Passage:

Back in July last year, Scott Helme and I shipped a little pet project that tracked the world's largest websites not implementing HTTPS by default. We called it Why No HTTPS? and it gave people a way to see the largest websites not taking transport layer security seriously. We also broke the list down on a country-by-country basis and it quickly became a means of highlighting security gaps and serving as a "list of shame". I've had many organisations reach out and ask to be removed once they'd done their TLS things properly so clearly, the site is driving the right behaviour. Today, we're happy to share the first update since November last year.
The Web is More Secure More of the Time
Let's start with the good news: since the first release of this little project, HTTPS adoption has steadily trended upwards:
We've gone from 70% of all HTTP requests being over the secure scheme to 80% which is a pretty good effort in a relatively short amount of time. But, of course, it's the websites serving that remaining 20% of traffic that I want to focus on here. Let's being with where we source the list of top sites from and that's something we've changed for this release.

Jobs:
(1) Summarize the Why No HTTPS? update in two sentences.
(2) Resume the Why No HTTPS? update after its final sentence.

Items:

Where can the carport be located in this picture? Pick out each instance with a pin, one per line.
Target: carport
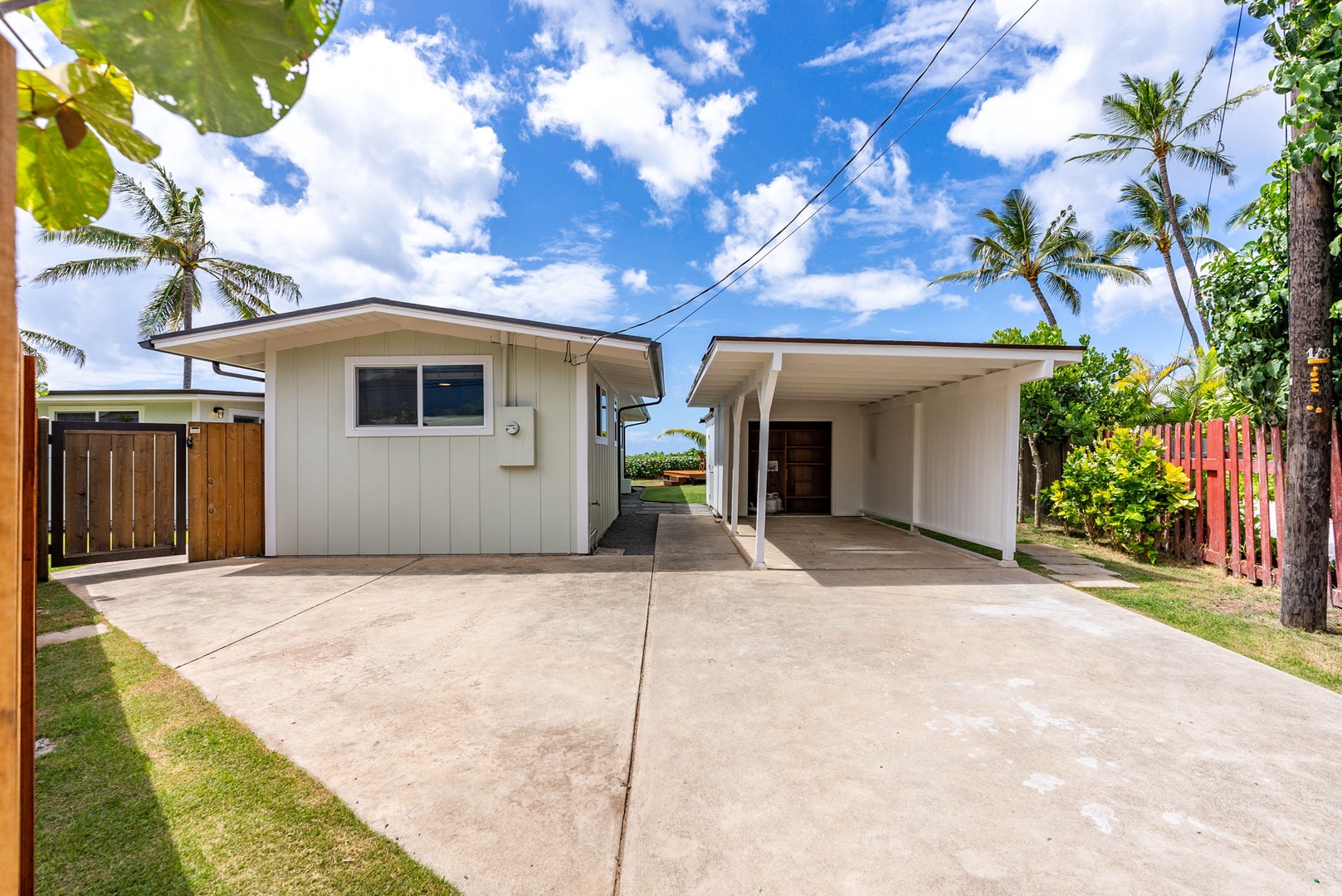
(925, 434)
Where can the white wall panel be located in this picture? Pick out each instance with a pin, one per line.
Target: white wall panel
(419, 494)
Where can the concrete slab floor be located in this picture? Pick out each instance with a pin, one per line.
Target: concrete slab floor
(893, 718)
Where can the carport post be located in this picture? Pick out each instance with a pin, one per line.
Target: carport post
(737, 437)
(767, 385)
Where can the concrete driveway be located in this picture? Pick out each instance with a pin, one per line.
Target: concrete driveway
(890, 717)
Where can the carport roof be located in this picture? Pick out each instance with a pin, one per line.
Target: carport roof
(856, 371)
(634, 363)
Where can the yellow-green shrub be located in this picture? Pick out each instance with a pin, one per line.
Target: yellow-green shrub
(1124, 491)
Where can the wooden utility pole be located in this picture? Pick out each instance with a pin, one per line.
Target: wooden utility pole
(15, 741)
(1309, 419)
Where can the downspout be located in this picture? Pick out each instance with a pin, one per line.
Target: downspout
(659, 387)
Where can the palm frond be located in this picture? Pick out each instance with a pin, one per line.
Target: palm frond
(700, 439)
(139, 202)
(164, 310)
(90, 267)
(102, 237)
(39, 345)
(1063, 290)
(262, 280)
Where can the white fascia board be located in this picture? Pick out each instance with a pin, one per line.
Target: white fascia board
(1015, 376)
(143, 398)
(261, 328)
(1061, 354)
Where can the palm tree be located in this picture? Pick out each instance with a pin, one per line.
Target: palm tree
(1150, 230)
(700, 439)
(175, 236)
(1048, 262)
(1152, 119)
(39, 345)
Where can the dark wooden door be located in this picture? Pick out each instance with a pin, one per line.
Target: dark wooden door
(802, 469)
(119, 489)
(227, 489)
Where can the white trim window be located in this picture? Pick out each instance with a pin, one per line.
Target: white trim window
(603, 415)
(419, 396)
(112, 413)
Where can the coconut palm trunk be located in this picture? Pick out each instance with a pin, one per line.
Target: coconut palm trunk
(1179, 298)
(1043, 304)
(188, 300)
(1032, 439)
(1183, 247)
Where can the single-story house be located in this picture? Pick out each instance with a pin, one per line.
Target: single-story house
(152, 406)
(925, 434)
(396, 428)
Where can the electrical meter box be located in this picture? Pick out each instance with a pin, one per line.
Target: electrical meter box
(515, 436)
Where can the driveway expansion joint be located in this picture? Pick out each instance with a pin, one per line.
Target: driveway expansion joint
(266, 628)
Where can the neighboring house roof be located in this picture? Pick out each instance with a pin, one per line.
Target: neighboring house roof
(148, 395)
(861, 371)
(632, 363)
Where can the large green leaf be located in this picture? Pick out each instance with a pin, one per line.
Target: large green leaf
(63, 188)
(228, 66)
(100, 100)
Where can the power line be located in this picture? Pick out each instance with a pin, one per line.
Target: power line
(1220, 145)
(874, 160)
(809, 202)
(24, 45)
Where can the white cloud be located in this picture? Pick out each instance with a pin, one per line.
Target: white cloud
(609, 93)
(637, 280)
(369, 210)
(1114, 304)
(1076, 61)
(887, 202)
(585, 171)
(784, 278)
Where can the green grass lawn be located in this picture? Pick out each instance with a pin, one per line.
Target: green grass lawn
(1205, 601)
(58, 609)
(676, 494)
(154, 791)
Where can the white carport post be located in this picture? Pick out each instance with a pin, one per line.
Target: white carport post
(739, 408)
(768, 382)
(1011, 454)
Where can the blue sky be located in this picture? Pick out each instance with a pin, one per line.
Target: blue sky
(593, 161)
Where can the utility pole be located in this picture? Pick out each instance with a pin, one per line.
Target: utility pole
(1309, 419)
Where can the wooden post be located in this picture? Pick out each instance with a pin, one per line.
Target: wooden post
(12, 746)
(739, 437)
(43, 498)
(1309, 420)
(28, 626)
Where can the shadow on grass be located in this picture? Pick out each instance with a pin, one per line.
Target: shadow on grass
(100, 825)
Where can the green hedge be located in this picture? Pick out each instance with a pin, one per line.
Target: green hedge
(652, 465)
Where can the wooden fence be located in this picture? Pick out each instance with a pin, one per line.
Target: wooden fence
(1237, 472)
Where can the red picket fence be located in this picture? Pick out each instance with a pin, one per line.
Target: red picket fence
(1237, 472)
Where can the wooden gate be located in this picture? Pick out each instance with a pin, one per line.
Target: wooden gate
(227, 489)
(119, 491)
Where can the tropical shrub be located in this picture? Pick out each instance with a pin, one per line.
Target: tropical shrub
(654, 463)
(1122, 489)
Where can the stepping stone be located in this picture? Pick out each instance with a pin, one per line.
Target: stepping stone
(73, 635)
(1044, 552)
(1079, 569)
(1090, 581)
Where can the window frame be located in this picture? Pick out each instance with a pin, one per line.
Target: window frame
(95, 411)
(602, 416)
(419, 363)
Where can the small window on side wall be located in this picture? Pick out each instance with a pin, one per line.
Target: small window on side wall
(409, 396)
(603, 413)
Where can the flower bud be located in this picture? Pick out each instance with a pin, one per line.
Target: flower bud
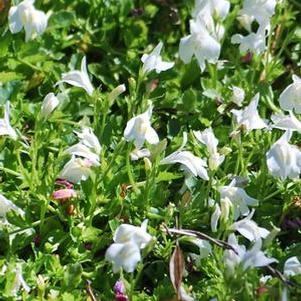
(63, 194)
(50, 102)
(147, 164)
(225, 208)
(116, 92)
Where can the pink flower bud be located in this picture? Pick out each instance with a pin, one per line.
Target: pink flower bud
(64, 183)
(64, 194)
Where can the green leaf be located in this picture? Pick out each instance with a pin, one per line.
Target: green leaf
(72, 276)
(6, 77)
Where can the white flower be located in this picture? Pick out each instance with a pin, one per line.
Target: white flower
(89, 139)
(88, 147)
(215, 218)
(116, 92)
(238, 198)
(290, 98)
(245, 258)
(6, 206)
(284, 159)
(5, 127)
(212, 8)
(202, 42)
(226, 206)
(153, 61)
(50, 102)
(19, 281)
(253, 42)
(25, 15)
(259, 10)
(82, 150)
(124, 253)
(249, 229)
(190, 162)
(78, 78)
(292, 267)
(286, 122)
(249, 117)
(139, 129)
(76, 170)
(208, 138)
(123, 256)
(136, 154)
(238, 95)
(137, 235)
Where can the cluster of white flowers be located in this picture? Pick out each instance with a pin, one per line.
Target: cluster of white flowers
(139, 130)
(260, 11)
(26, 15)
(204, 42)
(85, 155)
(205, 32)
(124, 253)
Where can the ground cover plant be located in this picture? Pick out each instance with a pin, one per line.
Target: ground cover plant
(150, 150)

Outputs:
(1) Why No HTTPS?, launched last July, tracks the world's largest websites that do not use HTTPS by default and breaks them down by country, and organisations have asked to be taken off the list once they fixed their TLS. Since the first release, the share of HTTP requests made over HTTPS has risen from 70% to 80%, and the authors now focus on the websites serving the remaining 20%, starting with a change in how they source the list of top sites.

(2)
Bye Bye Alexa, Hello Tranco
When we launched the site, the list was based on the Alexa Top 1M. However, this list was becoming somewhat tricky to use reliably as Scott explained in October:
I used to use the Alexa Top 1 Million for this research but I've been having issues with the list. They tried to remove access at one point and while I managed to have it restored, there are other issues too. The accuracy of the data has been called into question and also the list itself has been having weird issues recently like not returning 1 million entries... Yep, that's right, the Alexa Top 1 Million list has been returning, in some cases, only ~650,000 entries recently, which is of course a problem.
Consequently, there are some differences in the way sites are ranked and as a result, there are some unexpected appearances. For example, the 21st largest site on the global list is googletagmanager.com. Now obviously this isn't a website in the sense that folks go there looking for useful content (many would argue quite the contrary), but based on the Tranco data it's one of the most traffic'd websites in the world so it's within scope of this project.
So that's our starting point in terms of identifying which sites we assess, let's move onto the methodology around how a site ultimately makes our list.
Methodology and False-Positives
A quick recap on our methodology first: Scott runs a service which indexes a whole bunch of security things on the world's top million websites each day. He publishes the results of that effort via his free crawler.ninja website (really Scott, .ninja?!) and I then roll the HTTP sites and HTTPS sites list into the Why No HTTPS? website. In that regard, it's quite simple. Except it's not really...
As I explained in this Q&A blog post last year, there are a whole bunch of reasons why a site that you see apparently doing things right might still be on our list. If you're going to chime in here with a bit of "But [blah].com loads over HTTPS by default for me", do please start by reading that blog post.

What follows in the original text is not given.